Exercise description:
Reproduce the entries from the line containing "Where can you spot the gray" through the end of the entries, keeping every line in order. Offset both the x and y values of each answer coordinate by 82, and leave all other text unchanged.
--- Start of Records for the task ---
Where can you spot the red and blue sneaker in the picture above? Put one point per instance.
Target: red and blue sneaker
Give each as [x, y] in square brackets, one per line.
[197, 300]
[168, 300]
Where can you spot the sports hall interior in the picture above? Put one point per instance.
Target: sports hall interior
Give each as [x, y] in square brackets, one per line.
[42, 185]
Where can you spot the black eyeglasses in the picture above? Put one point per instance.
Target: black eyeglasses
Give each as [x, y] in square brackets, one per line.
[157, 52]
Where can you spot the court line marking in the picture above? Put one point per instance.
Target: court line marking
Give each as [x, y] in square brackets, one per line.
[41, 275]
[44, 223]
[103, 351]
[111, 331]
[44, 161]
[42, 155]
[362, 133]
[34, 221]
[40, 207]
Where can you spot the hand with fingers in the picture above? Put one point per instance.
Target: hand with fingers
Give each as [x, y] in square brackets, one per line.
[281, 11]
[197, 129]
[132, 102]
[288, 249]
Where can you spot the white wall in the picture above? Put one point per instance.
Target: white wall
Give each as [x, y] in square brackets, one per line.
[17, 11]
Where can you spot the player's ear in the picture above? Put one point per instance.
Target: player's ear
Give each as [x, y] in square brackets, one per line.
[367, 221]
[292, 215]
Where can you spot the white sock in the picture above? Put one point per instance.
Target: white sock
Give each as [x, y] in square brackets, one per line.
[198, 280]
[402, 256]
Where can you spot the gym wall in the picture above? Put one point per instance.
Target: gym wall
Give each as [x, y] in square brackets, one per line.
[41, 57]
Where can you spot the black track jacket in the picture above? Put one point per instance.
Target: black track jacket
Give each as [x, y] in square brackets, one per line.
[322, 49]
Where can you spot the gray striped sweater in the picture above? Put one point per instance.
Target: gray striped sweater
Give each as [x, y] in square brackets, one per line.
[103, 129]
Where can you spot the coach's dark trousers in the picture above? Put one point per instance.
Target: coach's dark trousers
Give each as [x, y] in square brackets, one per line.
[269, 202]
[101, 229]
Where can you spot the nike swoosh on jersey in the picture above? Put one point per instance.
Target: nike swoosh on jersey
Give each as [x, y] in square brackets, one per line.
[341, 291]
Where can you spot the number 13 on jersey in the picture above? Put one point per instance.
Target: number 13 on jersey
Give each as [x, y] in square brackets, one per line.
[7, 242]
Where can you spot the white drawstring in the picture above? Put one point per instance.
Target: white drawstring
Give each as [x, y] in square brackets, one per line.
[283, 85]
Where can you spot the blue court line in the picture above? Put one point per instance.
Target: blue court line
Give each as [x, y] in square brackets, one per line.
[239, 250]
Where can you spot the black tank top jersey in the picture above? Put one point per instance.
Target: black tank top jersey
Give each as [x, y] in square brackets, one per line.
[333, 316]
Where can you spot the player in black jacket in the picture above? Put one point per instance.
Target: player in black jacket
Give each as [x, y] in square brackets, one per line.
--- End of Records for the task ---
Complete response:
Where can you spot the gray striped sweater in the picture above? Put one point per instance.
Target: gray striped sweater
Give each as [x, y] in square brackets, one per line.
[185, 211]
Where can you spot the coach's dark trousers in the picture above? Put one point per instance.
Target: coach's dark trousers
Give each as [x, y] in square brackets, one per line.
[351, 284]
[183, 311]
Where can you spot the nike swoosh on jersey in the picture above? Put one point per instance.
Target: nike swoosh on jersey
Give each as [x, y] in square brackets, one per line.
[423, 373]
Where can you spot the number 13 on jersey in the picture above? Put one point per instance.
Target: number 13 on jersey
Give each as [x, y] in square brackets, one per line.
[89, 324]
Where can you spot the white drawstring in the picture above? Put one point per instance.
Target: white drawstring
Give each as [x, y] in square brackets, one per line.
[365, 167]
Where can you spot the blue court line in the picture above? Put one point per instance.
Target: blue court line
Give each as [x, y] in square brackets, one per line.
[321, 332]
Where can you spot the black tank top jersey in the picture above? Put one point per instance.
Target: black tank top jersey
Give each as [x, y] in square brackets, one per line.
[415, 398]
Where can you spot the player in black jacket in the picture above? Put one point per instance.
Target: player in black jacket
Give each as [x, y] in square brackets, one per line.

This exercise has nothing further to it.